» EXERCISE:
Please arrange the stretch of material from the line containing "Detect stone wall" through the line containing "left=247, top=81, right=329, bottom=219" as a Markdown table with the columns Row and Line. Give a row number and the line itself in each row, and leave out blank lines.

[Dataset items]
----
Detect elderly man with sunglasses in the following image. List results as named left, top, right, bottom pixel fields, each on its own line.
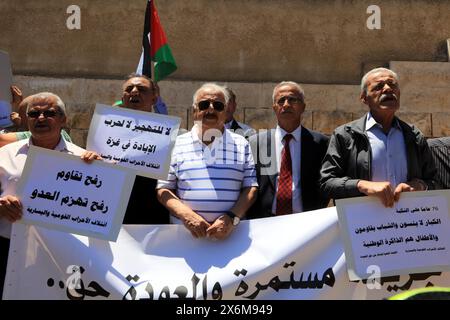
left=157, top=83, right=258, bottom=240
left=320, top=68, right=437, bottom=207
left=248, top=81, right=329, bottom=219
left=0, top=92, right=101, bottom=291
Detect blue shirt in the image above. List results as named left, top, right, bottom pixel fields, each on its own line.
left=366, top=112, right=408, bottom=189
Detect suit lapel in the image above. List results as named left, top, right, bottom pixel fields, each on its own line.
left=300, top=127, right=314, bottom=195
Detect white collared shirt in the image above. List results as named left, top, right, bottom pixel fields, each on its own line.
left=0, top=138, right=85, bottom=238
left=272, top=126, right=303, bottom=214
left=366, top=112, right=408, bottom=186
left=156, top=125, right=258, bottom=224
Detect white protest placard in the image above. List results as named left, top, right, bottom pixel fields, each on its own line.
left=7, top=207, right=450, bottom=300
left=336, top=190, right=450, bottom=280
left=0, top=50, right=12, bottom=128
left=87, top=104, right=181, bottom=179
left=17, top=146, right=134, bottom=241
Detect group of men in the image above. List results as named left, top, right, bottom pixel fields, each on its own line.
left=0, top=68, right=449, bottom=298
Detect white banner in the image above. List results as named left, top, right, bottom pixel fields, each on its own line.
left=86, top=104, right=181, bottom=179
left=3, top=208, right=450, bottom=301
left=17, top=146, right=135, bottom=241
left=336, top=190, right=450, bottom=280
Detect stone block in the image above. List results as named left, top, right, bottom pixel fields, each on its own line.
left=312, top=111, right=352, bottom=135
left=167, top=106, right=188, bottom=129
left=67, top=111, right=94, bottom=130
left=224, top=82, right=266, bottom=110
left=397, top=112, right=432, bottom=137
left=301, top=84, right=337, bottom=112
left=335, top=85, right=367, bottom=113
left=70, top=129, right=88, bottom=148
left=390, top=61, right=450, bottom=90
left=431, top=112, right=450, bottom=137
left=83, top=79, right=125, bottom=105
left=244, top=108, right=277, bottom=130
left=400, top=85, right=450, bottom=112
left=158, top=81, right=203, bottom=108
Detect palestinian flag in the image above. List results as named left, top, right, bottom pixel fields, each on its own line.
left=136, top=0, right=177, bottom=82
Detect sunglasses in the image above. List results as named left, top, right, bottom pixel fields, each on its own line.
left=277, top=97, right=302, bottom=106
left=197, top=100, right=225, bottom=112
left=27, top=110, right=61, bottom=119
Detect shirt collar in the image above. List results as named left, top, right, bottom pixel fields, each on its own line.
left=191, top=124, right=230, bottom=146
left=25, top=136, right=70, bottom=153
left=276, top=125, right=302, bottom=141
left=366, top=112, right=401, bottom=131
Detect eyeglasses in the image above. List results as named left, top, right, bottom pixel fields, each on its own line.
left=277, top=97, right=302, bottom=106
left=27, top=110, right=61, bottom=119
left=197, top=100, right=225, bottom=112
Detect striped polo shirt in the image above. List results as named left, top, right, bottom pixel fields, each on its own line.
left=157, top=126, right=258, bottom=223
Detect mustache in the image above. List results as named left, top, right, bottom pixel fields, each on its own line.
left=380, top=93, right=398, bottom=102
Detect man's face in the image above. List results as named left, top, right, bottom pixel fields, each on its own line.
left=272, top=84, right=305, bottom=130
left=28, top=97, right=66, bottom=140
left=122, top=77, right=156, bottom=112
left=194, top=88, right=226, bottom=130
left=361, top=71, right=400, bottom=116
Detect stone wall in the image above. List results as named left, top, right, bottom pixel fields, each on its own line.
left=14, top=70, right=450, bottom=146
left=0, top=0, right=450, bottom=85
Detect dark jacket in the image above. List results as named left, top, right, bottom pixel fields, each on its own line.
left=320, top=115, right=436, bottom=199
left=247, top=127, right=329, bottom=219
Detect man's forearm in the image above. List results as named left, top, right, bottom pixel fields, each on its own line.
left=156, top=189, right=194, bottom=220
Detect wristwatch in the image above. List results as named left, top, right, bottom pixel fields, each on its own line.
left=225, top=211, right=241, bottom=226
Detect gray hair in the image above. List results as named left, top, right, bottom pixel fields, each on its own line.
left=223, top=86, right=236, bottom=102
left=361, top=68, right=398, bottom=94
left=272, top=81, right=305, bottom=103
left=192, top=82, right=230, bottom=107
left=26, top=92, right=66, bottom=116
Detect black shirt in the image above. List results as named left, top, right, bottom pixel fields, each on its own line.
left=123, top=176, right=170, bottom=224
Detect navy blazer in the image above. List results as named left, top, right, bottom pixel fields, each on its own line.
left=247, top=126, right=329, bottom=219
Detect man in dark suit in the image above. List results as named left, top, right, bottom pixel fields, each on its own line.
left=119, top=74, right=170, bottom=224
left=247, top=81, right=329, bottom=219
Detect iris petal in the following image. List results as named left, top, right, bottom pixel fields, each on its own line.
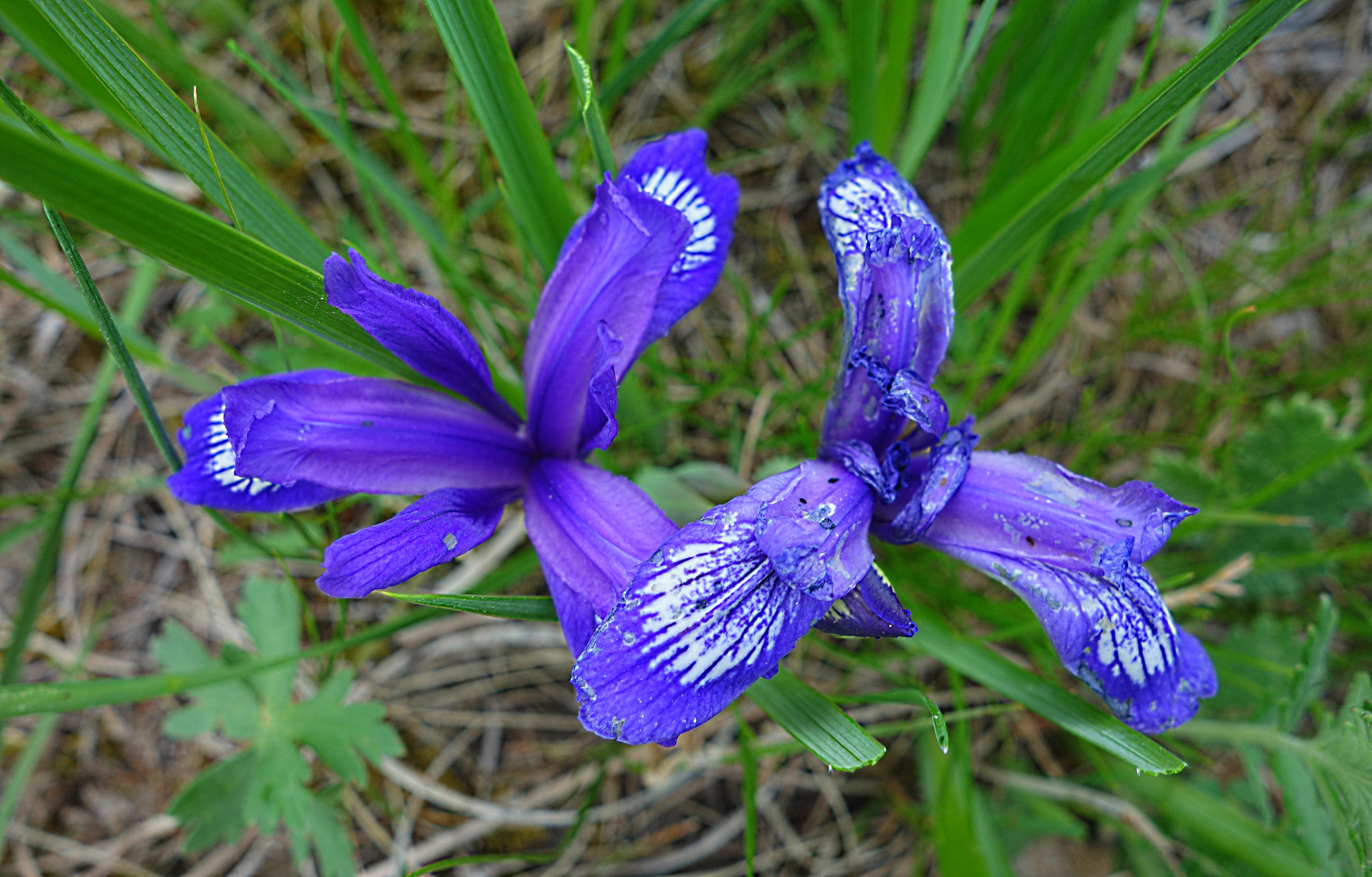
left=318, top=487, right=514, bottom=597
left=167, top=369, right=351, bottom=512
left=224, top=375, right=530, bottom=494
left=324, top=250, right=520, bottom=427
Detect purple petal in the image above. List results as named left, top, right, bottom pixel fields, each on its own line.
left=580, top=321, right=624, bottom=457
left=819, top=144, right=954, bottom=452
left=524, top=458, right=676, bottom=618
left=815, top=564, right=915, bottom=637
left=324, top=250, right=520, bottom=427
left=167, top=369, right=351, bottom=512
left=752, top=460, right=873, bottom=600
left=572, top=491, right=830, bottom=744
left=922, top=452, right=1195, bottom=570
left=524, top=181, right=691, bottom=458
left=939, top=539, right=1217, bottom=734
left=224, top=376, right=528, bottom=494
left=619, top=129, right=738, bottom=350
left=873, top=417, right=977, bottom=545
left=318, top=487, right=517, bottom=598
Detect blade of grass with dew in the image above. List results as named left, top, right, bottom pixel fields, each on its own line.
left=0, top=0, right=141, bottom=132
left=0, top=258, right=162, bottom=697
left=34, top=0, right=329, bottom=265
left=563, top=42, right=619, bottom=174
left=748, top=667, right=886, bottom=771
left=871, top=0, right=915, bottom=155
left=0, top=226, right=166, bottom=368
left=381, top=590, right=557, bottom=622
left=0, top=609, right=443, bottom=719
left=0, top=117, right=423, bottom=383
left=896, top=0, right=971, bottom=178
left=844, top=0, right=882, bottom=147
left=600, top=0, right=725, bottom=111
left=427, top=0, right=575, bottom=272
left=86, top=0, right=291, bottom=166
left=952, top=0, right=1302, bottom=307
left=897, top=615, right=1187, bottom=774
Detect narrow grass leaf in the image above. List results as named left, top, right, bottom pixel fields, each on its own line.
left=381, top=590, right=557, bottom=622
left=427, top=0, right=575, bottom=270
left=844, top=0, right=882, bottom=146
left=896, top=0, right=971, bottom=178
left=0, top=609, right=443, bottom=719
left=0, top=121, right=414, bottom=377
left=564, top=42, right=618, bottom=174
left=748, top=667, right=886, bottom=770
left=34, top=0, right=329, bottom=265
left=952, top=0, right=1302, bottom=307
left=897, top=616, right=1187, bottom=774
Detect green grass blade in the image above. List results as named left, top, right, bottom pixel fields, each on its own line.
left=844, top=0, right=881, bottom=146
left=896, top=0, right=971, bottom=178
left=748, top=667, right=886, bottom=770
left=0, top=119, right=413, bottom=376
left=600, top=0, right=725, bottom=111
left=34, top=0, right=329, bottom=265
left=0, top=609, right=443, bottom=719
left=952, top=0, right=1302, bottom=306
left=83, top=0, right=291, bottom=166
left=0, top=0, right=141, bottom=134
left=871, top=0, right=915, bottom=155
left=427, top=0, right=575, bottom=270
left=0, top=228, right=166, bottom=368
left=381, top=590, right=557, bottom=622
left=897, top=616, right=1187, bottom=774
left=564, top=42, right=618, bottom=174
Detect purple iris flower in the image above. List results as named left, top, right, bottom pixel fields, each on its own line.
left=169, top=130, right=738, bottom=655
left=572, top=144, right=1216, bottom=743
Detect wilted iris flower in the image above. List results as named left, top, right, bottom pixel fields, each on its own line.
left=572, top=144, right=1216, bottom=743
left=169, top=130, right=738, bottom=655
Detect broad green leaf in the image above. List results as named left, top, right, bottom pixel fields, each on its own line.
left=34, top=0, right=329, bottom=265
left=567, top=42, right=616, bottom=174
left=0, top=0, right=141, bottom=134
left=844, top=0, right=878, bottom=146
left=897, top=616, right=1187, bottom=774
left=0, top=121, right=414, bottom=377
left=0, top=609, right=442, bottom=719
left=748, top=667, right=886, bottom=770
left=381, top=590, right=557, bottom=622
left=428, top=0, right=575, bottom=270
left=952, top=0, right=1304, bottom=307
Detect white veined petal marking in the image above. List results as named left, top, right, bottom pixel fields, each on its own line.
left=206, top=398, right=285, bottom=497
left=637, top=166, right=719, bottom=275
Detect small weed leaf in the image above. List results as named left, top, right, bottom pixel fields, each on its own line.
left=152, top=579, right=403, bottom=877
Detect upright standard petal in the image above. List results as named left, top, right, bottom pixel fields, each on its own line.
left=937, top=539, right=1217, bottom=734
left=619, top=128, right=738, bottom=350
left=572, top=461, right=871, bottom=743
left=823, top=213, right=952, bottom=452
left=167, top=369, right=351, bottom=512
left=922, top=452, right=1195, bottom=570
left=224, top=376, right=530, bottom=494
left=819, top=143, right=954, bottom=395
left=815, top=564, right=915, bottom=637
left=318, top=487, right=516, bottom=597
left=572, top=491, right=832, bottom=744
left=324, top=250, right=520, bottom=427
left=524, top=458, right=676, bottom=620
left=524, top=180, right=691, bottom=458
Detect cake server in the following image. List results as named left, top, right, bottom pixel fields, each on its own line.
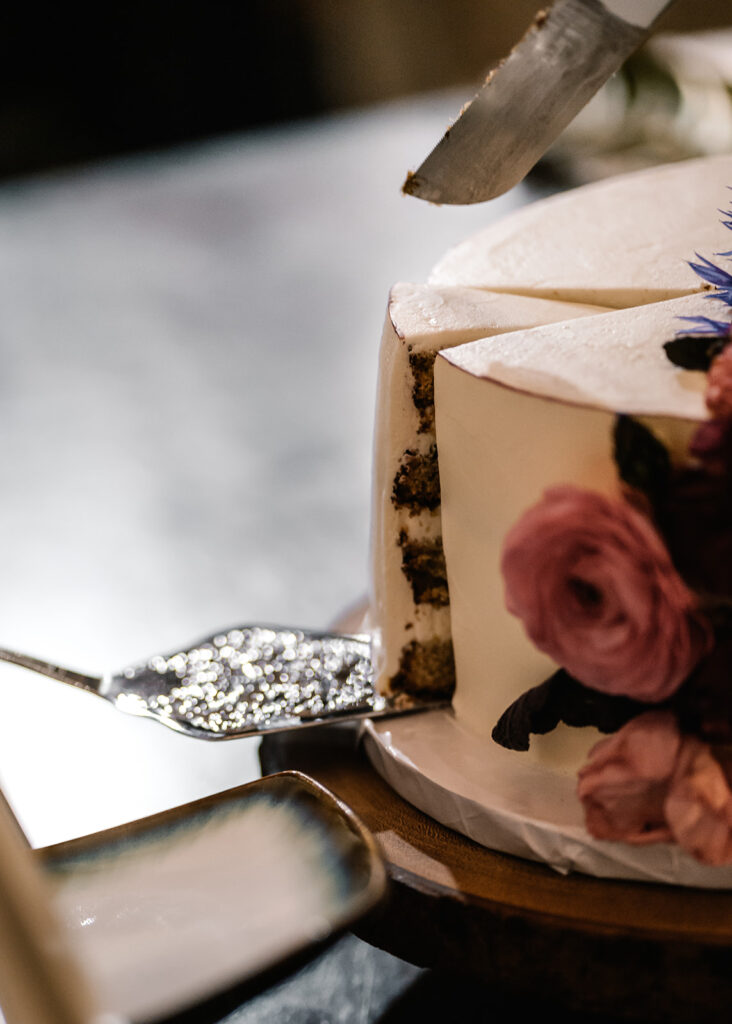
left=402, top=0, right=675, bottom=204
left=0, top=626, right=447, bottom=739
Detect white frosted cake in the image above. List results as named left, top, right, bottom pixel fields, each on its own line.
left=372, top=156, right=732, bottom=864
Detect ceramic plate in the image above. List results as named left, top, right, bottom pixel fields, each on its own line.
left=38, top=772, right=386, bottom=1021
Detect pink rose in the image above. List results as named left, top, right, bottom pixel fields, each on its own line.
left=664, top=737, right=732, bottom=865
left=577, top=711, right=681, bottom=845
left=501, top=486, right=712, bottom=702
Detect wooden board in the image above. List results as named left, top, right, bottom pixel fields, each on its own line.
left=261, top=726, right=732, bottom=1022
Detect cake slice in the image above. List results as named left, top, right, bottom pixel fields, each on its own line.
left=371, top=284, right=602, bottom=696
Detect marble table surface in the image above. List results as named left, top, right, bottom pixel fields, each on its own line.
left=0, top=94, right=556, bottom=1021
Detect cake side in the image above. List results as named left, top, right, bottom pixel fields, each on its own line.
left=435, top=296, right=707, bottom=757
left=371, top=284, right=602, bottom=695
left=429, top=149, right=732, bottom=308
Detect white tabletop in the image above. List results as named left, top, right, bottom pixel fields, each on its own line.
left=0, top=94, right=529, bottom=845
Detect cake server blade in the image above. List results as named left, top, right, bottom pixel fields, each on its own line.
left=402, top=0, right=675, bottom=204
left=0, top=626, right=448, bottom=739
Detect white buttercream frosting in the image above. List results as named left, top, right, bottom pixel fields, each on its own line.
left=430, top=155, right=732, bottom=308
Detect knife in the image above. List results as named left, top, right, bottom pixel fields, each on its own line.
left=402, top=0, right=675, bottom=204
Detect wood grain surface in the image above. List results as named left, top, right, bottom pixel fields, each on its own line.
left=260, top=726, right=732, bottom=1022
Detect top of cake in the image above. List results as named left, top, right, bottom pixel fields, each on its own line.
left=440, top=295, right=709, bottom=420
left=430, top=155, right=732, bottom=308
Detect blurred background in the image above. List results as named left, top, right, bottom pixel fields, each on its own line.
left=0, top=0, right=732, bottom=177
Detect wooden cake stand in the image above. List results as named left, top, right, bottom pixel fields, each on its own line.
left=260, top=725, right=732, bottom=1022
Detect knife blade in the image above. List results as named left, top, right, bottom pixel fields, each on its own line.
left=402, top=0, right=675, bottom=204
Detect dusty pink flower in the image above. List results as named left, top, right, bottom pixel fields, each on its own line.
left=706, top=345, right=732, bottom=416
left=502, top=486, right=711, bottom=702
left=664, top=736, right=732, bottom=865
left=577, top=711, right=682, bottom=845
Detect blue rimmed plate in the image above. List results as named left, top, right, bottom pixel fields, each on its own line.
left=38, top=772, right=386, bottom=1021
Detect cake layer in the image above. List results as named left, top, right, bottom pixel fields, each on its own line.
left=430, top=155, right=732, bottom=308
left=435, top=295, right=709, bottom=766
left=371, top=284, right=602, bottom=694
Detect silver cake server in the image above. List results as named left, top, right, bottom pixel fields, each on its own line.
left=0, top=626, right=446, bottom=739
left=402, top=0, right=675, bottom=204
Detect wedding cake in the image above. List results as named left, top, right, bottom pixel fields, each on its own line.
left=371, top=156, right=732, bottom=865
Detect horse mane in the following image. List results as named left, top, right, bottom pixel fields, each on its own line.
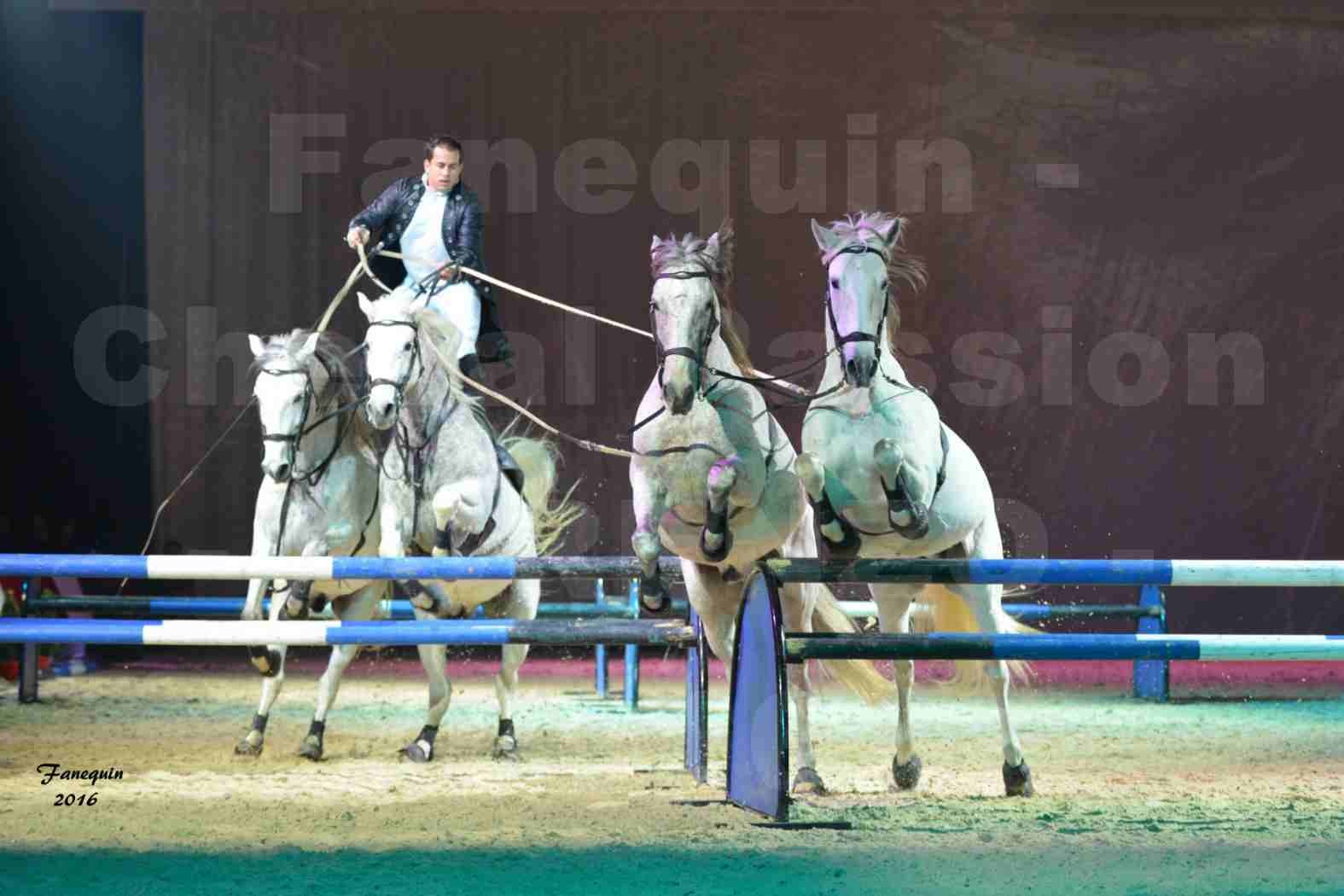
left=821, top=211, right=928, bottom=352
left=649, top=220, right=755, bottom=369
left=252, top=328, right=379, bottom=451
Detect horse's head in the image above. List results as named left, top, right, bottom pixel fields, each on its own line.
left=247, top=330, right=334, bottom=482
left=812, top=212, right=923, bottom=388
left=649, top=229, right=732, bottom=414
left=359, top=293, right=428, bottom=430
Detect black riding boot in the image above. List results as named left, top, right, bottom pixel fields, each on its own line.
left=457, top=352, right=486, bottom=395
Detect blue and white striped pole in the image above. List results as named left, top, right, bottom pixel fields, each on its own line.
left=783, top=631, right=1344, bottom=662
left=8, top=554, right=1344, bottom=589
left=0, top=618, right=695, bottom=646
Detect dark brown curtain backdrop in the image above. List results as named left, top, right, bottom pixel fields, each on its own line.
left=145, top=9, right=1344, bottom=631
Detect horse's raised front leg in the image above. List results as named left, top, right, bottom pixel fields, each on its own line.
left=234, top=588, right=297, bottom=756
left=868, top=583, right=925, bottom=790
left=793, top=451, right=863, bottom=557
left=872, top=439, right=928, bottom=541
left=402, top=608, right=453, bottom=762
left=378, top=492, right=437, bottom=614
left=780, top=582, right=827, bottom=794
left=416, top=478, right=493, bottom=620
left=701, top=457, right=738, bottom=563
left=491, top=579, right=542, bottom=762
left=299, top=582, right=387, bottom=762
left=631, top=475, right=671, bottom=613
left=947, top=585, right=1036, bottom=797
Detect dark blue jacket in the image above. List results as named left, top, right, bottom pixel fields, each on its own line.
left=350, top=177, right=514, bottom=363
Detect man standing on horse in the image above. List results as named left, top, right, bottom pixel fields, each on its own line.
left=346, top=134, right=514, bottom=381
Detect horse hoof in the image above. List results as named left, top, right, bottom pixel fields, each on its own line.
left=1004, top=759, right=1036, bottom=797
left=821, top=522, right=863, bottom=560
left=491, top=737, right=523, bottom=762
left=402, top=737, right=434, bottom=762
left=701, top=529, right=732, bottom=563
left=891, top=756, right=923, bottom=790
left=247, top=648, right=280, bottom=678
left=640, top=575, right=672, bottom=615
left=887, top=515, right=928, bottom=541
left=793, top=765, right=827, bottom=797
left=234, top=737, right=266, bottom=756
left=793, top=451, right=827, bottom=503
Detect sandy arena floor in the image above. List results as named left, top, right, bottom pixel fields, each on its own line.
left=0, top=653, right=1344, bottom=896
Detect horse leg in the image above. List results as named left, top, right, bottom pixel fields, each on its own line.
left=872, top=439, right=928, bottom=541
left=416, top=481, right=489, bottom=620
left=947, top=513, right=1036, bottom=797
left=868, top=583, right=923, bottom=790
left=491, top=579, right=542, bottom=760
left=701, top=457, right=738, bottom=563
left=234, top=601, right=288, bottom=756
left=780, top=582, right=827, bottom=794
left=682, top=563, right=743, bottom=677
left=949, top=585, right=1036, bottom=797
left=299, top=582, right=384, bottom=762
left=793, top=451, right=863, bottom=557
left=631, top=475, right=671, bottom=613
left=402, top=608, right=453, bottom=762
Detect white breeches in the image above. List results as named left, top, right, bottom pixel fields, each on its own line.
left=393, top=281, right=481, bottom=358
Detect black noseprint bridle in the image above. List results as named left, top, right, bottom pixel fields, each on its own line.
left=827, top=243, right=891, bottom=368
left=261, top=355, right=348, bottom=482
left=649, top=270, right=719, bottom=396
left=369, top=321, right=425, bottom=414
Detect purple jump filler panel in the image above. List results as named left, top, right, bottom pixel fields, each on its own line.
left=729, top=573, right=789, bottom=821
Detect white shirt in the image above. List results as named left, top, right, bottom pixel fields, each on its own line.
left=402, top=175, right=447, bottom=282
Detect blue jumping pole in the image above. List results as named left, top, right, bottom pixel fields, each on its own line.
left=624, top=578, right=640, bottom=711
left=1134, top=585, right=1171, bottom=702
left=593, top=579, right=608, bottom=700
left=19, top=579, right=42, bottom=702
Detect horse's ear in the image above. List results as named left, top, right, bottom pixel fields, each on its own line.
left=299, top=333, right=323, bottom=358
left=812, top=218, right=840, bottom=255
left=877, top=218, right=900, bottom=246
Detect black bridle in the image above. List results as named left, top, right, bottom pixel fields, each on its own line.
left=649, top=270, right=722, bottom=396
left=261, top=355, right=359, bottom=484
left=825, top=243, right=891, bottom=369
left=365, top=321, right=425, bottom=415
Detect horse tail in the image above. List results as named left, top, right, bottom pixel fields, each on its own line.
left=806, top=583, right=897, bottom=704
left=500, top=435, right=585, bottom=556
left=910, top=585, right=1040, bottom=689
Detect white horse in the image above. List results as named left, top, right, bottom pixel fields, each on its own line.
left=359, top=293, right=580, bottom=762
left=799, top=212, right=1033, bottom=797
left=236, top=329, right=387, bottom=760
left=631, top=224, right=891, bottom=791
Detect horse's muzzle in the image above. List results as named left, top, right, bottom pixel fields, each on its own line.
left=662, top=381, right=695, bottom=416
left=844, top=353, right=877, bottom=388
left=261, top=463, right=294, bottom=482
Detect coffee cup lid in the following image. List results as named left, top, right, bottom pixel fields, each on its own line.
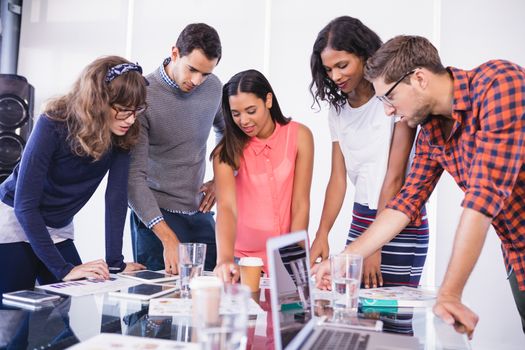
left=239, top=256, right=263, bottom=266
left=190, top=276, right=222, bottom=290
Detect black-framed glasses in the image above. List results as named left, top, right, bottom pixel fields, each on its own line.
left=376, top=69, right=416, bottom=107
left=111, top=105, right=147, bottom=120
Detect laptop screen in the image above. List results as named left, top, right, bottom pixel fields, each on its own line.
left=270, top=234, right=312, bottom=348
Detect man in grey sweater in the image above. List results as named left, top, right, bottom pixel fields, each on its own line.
----
» EXPECTED ANSWER:
| Row | Line |
|---|---|
| 1 | Detect stone wall in the image above. List results as named left, top, right, bottom pixel fields, each on its own line. |
| 2 | left=14, top=70, right=450, bottom=146 |
| 3 | left=0, top=0, right=450, bottom=85 |
| 4 | Detect dark jacket in the image above. List results as named left, top, right, bottom pixel fields, each on its own line. |
| 5 | left=320, top=115, right=436, bottom=199 |
| 6 | left=247, top=127, right=329, bottom=219 |
| 7 | Detect man's forearm in the image above. List results as named left, top, right, bottom pixel fields, each on its own line. |
| 8 | left=156, top=189, right=194, bottom=220 |
| 9 | Detect wristwatch in the image above. List results as named left, top, right, bottom pixel fields, each on its own line. |
| 10 | left=225, top=211, right=241, bottom=226 |
| 11 | Detect gray hair in the image above. List results as named left, top, right, bottom pixel fields, each on its own line. |
| 12 | left=223, top=86, right=236, bottom=102 |
| 13 | left=361, top=68, right=398, bottom=94 |
| 14 | left=272, top=81, right=305, bottom=103 |
| 15 | left=192, top=82, right=230, bottom=107 |
| 16 | left=26, top=92, right=66, bottom=116 |
| 17 | Detect black shirt in the image above. List results as named left, top, right, bottom pixel fields, each on its own line. |
| 18 | left=123, top=176, right=170, bottom=224 |
| 19 | Detect navy blazer in the image above. List results as named left, top, right, bottom pixel fields, each on its own line. |
| 20 | left=247, top=126, right=329, bottom=219 |
| 21 | Detect man in dark suit in the image above. List results as named left, top, right, bottom pixel fields, each on its own line. |
| 22 | left=119, top=74, right=170, bottom=224 |
| 23 | left=247, top=81, right=329, bottom=219 |